**Given problem A**
Identify every line in the records that contains the word "right", and copy each of those lines.

**Document passage**
▽
Have you ever spent a sunny summer afternoon wandering around Helmsley in Yorkshire? If so, you may have enjoyed sipping tea in one of the many cafes, browsing through second-hand bookshops or even savouring the exotic ice-creams available locally. But it would certainly add significance to any future visit to Helmsley to know something of the grace of God to that town in the past.
Stranger to forgiveness
Dr Richard Conyers began his ministry in Helmsley parish church in 1758, at the same time that Whitefield and the Wesley brothers were travelling the country on horseback, and William Grimshaw was preaching in Haworth and itinerating throughout Yorkshire and beyond.
But when Conyers first started to preach he was himself a stranger to the grace and forgiveness of God. Unlike many of the clergy of the time, however, he was zealous and conscientious, conducting his ministry with diligence and seriousness.
He did all in his power to raise standards in his parish, visiting his people and speaking privately to individuals. He even established a ‘concert of prayer’ for his young men, stipulating that as the clock struck a certain hour, each should find some private place and there pray, joining in spirit with the other young men of the parish.
Respected and regarded as eminently holy, Dr Conyers nevertheless grew uneasy when he read in the Scriptures, ‘Woe unto you when all men speak well of you’. Certainly, he thought, these words must include him in their condemnation for everyone held him to be a saint.
But how to silence the voice of conscience, Richard Conyers did not know. Perhaps he should redouble his search for holiness. So he fasted more frequently, making solemn covenants to live unreservedly for God and sometimes signing these resolutions with his own blood.
Unsearchable riches
Nothing availed to bring Conyers relief of conscience. One day as he was reading the Scriptures in a public service of worship, he was arrested by some words in Ephesians 3 where the apostle Paul speaks of ‘the unsearchable riches of Christ’.
This was an entirely new concept to the troubled vicar. ‘The unsearchable riches of Christ’, he mused. ‘I never found, I never knew, there were unsearchable riches in him’. Clearly there were depths in the Christian gospel which he had not yet plumbed.
Then another thought began to distress him. If this were true, then not only was he himself in spiritual ignorance, but he had also led his people astray.
End of the quest
On Christmas Day 1758, Conyers’ anxious quest ended at last as God dispelled the mists of his ignorance and poured the light of his truth into his soul. When he was walking slowly up to his room, two passages of Scripture flashed into his mind. One was Hebrews 9:22: ‘Without the shedding of blood there is no remission’, and the other was 1 John 1:7: ‘The blood of Jesus Christ, his Son, cleanses us from all sin’.
Light and joy flooded over him, and he describes the effect: ‘I went upstairs and down again, backwards and forwards in my room, clapping my hands for joy, and crying out, “I have found him – I have found him – I have found him whom my soul loveth!”, and for a little time, as the Apostle said, whether in the body or out of it I could hardly tell’.
△
**Given data**
▽
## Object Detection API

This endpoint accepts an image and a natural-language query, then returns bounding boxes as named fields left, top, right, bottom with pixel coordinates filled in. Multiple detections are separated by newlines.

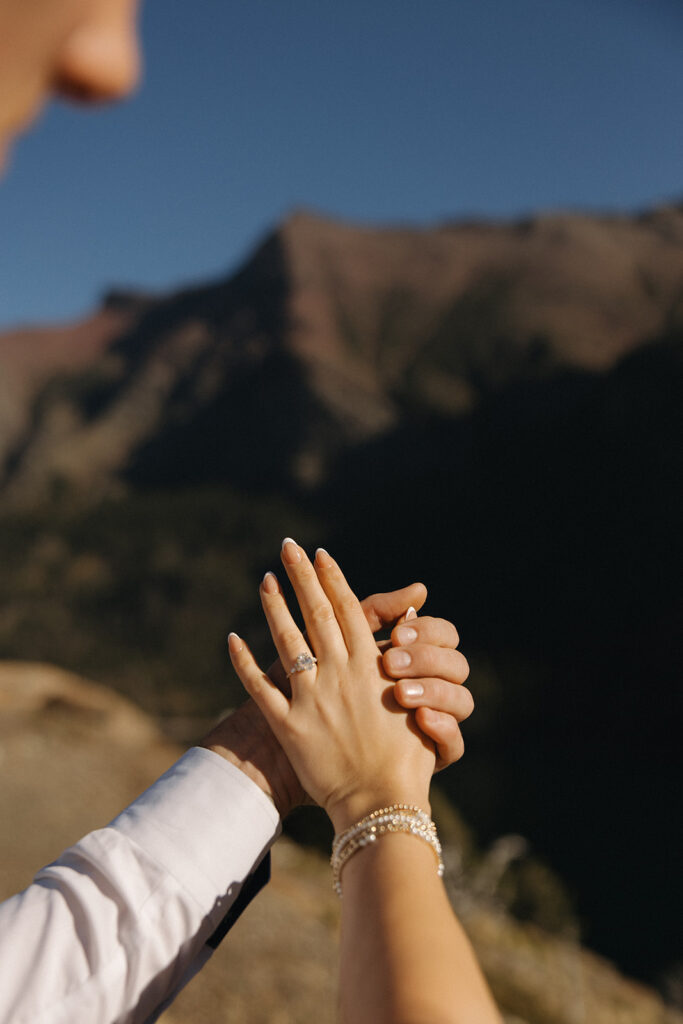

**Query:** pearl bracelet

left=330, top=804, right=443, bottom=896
△
▽
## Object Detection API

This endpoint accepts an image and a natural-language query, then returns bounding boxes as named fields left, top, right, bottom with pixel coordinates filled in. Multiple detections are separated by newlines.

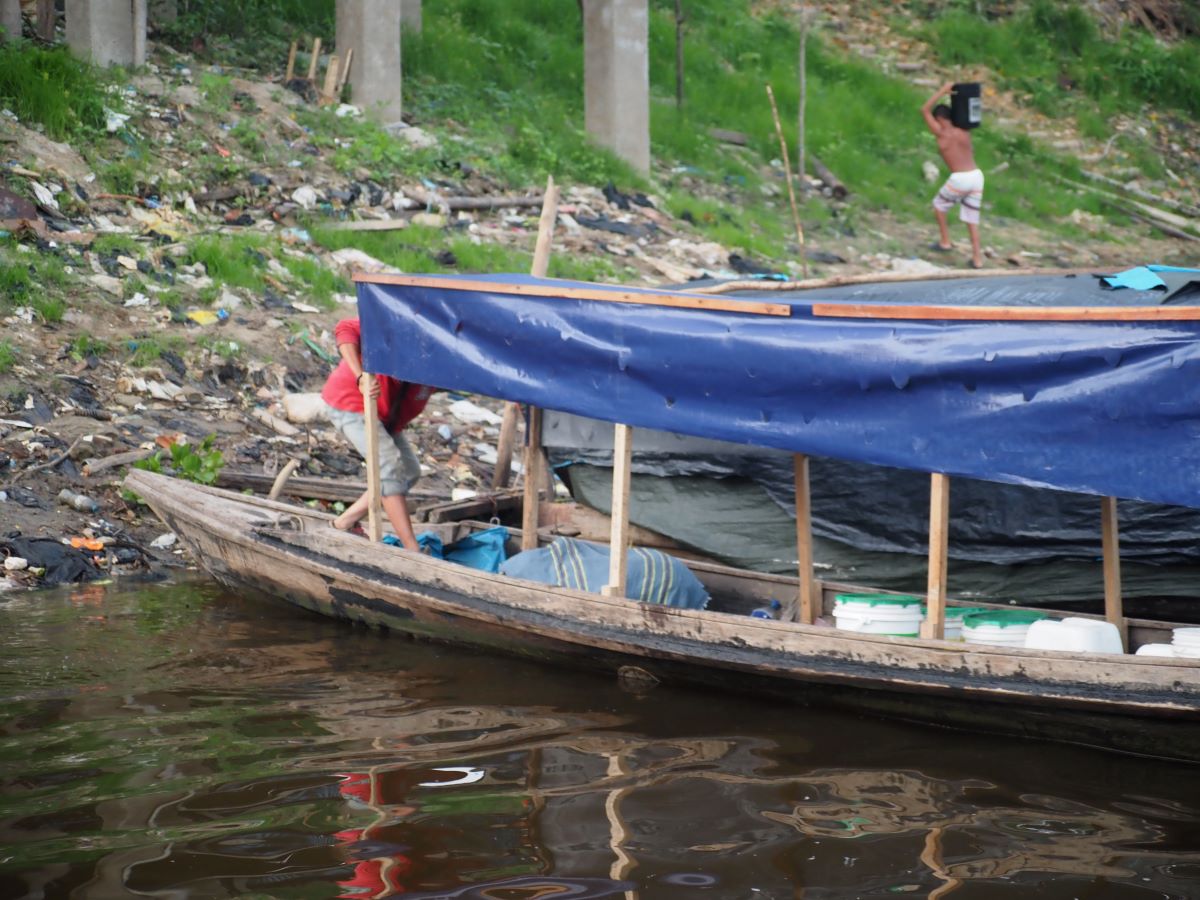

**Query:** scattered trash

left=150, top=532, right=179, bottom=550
△
**Given problem B**
List every Scripture reference given by book and number in the passage about Richard Conyers.

**Written reply A**
This endpoint accepts an image and a natural-language query, then returns bounding boxes as named fields left, top, right, bottom with pixel coordinates filled in. Multiple detections are separated by newlines.
left=330, top=804, right=443, bottom=896
This endpoint accepts an image and a natural-language query, then returns bounding boxes as named fields left, top, right, bottom with pixel coordinates filled in. Multiple detections are separated by newlines.
left=150, top=532, right=179, bottom=550

**Written reply B**
Ephesians 3
Hebrews 9:22
1 John 1:7